_Fragmento de página:_
::::

Hay cocinas regionales que han sido muy favorecidas en esta revolución, un redescubrimiento, primero la cocina arequipeña que se ha hecho nacional, también la chiclayana.

¿Como van las otras cocinas regionales?

Irán en la medida que los movimientos se gesten en los propios lugares. Yo recuerdo que a veces me escribían para que desde Lima les hagamos una feria que represente sus productos, y la respuesta que siempre les daba era la misma: con qué vergüenza vamos a ir los limeños a armarles una feria de sus productos a su propia región.

Lo que dices es que el redescubrimiento es parte de la identidad.

Y nosotros estaremos desde Lima o desde donde sea para aplaudirlo. Hemos superado una etapa en donde el arequipeño consideraba que el norteño hacía una peor comida que la suya, donde el trujillano consideraba que su cabrito era mejor que el piurano; hoy, todos nos aplaudimos, nos celebramos mutuamente. ¿Qué ocurre? En la medida en que se forme una comunidad de cocineros, productores, agricultores, artesanos, locales, poniendo en valor lo suyo, encontrarán a un público dispuesto a aplaudirlo como nunca antes.

Pero hay movimientos que ya vienen…

Hay movimientos articulándose en Ayacucho, en Tacna, en Loreto, en Trujillo, en Piura, en Tarapoto. Pero la ilusión es que uno pueda entrar a Facebook, a las redes, mirar la página oficial de la gastronomía ayacuchana en donde todos los actores participan divulgando información de los productos, de las recetas, de los personajes culinarios, y así de cada región del país.

Dices que esta revolución redescubrió la quinua. Me preocupa la papa; creo está perdiendo si uno mira las cartas de los restaurantes ¿No es el momento de la papa como emblema gastronómico?

Lo que tú ves en relación al arroz es cierto en la costa. Pero la sierra es el reino de la papa y los tubérculos y el Amazonas es el reino de la yuca y del plátano que se expresa además en su recetario. Tú no ves en una pachamanca arroz y nadie se atrevería a servirlo; en Cusco nadie serviría un cuy frito con arroz, lo sirven con papa; entonces, es un tema más de costa y más que verlo como un problema diría que habría que verlo como una oportunidad. De hecho estamos celebrando el festival de la papa con cuatro nuevas variedades de comunidades que vienen de 12 regiones del Perú.

Parte de esta agenda es la recuperación de saberes; con el pescado y la quinua hay logros, pero hay fracasos. Hace 14 mil años nuestra fruta más importante era la guayaba, hoy marginal.

A eso me refería con el conocimiento. Veo que hay desnutrición y hay que hacer un plan estratégico para acabarla; hay que generar el sistema legal para que eso suceda. Esto que parece tan sencillo obviamente requiere de una voluntad política que lamentablemente quizás, ojalá nos equivoquemos, no la tengamos.

¿La cocina peruana no debería sentirse amenazada por las leyes contra la comida chatarra? Su defensa dice por qué nos regulan a nosotros si la cocina peruana tradicional no es una comida necesariamente saludable.

::::

_Datos proporcionados:_
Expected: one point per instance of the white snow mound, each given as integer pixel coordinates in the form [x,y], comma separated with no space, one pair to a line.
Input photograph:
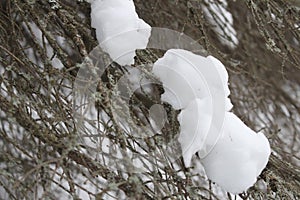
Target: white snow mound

::::

_Objetivo planteado:_ Según el fragmento sobre las cocinas regionales del Perú, ¿en qué lugares hay movimientos articulándose? El listado no hace falta para resolver esto.

_Respuesta:_ En Ayacucho, Tacna, Loreto, Trujillo, Piura y Tarapoto.